* **WHAT NEEDS TO BE DONE**
Continue the article on common cardiac surgical procedures below, starting right after its last sentence.

While cardiac diseases and conditions are often successfully treated through medication and lifestyle changes, sometimes surgery is required to ensure a healthy functioning heart. There is broad spectrum of surgical procedures available dependent on the patient, condition and often the severity of that condition. Kathryn O’Keefe, MD, a cardiothoracic surgeon with the TriHealth Heart Institute, sheds some light on a few of the more common surgical treatments, and what conditions they help to treat.
The most common cardiac operation done in the U.S. is coronary bypass, with more than 400,000 procedures performed in 2010. The full name of the procedure is coronary artery bypass grafting, or CABG.
“When a patient has coronary artery disease, this procedure reroutes the blood flow surgically when stents or angioplasty are not possible,” says Dr. O’Keefe. “This is a revascularization produced to get better blood flow to the heart when the blood flow is rerouted around blockages. Generally, physicians will use the artery from behind the breastbone, and then vein from the patient’s leg.”

Segmentation mask data:
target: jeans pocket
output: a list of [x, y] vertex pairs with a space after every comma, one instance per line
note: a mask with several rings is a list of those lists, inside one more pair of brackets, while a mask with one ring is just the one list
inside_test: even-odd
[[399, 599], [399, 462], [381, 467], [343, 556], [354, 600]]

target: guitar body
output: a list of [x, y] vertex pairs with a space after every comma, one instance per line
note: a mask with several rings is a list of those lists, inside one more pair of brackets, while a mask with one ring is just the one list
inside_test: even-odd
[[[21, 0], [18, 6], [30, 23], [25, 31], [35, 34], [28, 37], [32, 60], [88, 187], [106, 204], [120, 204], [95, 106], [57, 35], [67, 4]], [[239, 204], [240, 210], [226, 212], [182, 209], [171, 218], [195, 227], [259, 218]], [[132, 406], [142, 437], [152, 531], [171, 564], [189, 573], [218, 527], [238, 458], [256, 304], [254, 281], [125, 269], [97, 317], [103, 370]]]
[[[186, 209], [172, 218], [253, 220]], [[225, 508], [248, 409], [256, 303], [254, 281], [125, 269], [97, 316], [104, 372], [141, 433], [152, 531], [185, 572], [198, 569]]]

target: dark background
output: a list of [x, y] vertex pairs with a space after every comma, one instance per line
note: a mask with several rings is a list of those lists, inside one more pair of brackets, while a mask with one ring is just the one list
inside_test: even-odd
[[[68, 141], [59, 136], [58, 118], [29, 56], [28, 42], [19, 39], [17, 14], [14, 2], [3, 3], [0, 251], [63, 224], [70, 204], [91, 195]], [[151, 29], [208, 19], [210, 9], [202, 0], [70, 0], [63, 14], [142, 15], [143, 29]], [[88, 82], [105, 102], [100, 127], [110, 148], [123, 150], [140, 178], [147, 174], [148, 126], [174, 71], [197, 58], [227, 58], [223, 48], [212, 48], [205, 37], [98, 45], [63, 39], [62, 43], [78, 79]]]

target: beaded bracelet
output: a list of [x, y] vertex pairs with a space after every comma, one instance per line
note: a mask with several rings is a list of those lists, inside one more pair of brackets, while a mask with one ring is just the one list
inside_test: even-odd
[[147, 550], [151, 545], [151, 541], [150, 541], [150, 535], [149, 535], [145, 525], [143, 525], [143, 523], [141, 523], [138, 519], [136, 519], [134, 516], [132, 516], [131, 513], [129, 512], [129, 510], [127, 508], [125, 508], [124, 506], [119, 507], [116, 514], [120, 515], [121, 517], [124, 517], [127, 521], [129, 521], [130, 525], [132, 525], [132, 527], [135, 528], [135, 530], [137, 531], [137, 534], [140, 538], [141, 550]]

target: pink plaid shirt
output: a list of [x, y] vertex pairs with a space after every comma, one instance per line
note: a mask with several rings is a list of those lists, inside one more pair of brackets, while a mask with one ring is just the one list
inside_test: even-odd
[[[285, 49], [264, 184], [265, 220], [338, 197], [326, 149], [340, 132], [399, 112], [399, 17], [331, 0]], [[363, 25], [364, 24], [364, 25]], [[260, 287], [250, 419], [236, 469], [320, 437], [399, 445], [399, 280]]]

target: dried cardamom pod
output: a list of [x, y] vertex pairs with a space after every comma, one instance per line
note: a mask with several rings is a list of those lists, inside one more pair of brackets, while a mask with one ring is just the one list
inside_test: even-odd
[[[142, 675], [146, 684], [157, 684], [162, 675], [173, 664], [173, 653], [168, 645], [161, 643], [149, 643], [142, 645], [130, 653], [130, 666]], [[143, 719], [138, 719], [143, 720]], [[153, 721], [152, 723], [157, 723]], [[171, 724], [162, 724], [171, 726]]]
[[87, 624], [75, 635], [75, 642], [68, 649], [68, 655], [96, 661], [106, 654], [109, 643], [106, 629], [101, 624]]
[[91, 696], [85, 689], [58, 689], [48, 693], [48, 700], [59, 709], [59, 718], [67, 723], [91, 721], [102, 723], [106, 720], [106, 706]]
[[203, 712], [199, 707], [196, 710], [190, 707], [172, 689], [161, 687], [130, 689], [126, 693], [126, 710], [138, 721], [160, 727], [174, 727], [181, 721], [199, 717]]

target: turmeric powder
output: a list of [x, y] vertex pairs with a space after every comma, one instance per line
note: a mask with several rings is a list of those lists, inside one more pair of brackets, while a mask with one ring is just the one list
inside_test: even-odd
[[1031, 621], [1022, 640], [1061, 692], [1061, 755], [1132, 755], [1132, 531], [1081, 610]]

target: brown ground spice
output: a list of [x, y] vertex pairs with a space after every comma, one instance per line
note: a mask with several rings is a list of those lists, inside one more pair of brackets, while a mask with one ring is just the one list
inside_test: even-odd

* **RESPONSE TO THIS TASK**
Dr. O’Keefe says the most common situation that she sees is patients with symptoms of angina with complex 3-vessel coronary artery disease. She added that most of the patients she operates on for bypass surgery also have risk factors for coronary artery disease such as diabetes, high blood pressure, high cholesterol, obesity, tobacco abuse, or a strong family history of coronary disease. She says many of patients that she sees for coronary artery disease have also been admitted to the hospital recently with chest pains or a heart attack.
“Patients with multi-vessel coronary disease with low heart function or diabetes benefit more in the long run from bypass surgery than from multi-vessel stenting,” she says. Recovery from this procedure takes a few months for most patients, but some are back to driving, grocery shopping, and cardiac rehab within four to six weeks.”
When a patient is being evaluated for bypass surgery, there are generally two options for the approach. The first is a sternotomy, which is a splitting of the breastbone to provide access to the heart, but some will be candidates for a minimally invasive, or robotic, approach.
“The primary factor in deciding the approach is the number of bypasses needed, says Dr. O’Keefe. “Other factors such as a patient’s size and anatomy are also important in determining if a minimally invasive approach is best.”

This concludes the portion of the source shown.